___ SOURCE TEXT ___

Specific changes, according to McKinsey, can include:

  • Business processes: Using digital performance management – through AI-powered, personalized dashboards and alerts – to create a single source of truth and eliminate waste in decision-making
  • People systems: Focusing on developing an upskilled workforce that understands how to operate IoT technologies and work in an agile environment. For this to be most effective, it’s important to put a lot of thought into your automations and how your people will work in sync with your technology
  • IoT and data systems: Develop a modernized IoT stack and data model that allows for technology democratization and cyber connection between real facilities and IT systems
  • Management systems: Use a digital twin to optimize augmented operators, robotics, and leaned-out and automated processes

Remember that this kind of top-to-bottom, comprehensive cultural change is necessary for effective digital transformation, as it will allow businesses to scale and work as a unit. Do not cut corners.

Take an Agile Approach

If you take an agile, continuous approach to incorporating IoT assets and platforms— meaning that your processes and solutions will continuously evolve through collaboration – it will help you consistently grow, improve costs, optimize critical assets and streamline your company’s responsiveness without your efforts becoming outdated or “trapped in time.”

Agile methodologies will also allow your organization to use real-time data, rather than gut instinct, to diagnose issues and make decisions.

Work with Partners and Suppliers

Consider working with your partners and stakeholders throughout this process rather than safeguarding your data and working in a vacuum. Though it may seem counterintuitive, this kind of communication and data exchange with your partners, suppliers and customers can encourage best-practice exchange while providing the kind of technological ecosystem and shared data science that can improve your operations, optimize your processes and lower your costs.

Incorporate Future-Ready Platforms

Gone are the days when a piece of technology can exist discretely and disconnected from other tools. Your technological infrastructure must break down silos, integrate and work comprehensively to allow for innovation, analytical insight, and root-cause problem-solving across your organization.

The Lighthouse organizations that get this right, according to McKinsey, experience 36% lower inventory costs and time-to-market increased by 90%.

Include All Relevant Departments and Personnel

For this kind of effort to work, all relevant personnel must be roped in and on board at all times, including data engineers, those involved in your major systems like your CMMS or ERP, IoT architects, data scientists, product managers and employees directly involved in maintenance activities.

This is the only way to streamline adoption, and getting this right has to involve communication and training to close the talent gap and ensure that relevant personnel have the information and skills they need to work in a 4IR facility.

Ensure Maximized Connectivity Across Functions and Organizations

Last but not least, you absolutely must maximize your connectivity to allow for more efficient decision-making and less communicative and operational redundancy. When it comes to your assets, this can exist in the form of something like RFID tags to increase transparency and accessibility of relevant information.

Across your facilities, fully connected systems will improve your supply chain, increase efficiency, reduce communication time, and more.

Final Thoughts

IoT does have a place in asset management and maintenance – and incorporating smarter, more interconnected technologies is certainly something that forward-thinking organizations should consider.

When implementing IoT in your manufacturing business, though, remember that it is not about the technology itself, but about the best practices, priorities, impacts and solutions that technology can deliver to your business. By keeping this in mind and implementing IoT with prejudice, your organization can maximize agile methodologies, increase transparency, and use real-time data to inform decision-making and ultimately maximize your technological ROI.

___

§ **YOUR TASKS**:
[A] In the IoT excerpt, why does the text advise sharing data with partners, suppliers and customers rather than keeping it to yourself? Answer in one to three sentences.
[B] Answer these questions from the IoT excerpt:
(i) According to McKinsey, how much lower are inventory costs for Lighthouse organizations that get future-ready platforms right?
(ii) What does the text suggest using under "Management systems"?
(iii) What example does the text give of a way to maximize connectivity for assets?

___ RECORDED INFORMATION ___

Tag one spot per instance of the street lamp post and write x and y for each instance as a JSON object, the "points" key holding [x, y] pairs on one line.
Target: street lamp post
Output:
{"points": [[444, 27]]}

___

§ **RESPONSES FOR EACH TASK**:
[A] Sharing data this way encourages the exchange of best practices. It also provides a technological ecosystem and shared data science that can improve operations, optimize processes and lower costs.

[B]
(i) 36% lower.
(ii) A digital twin.
(iii) RFID tags.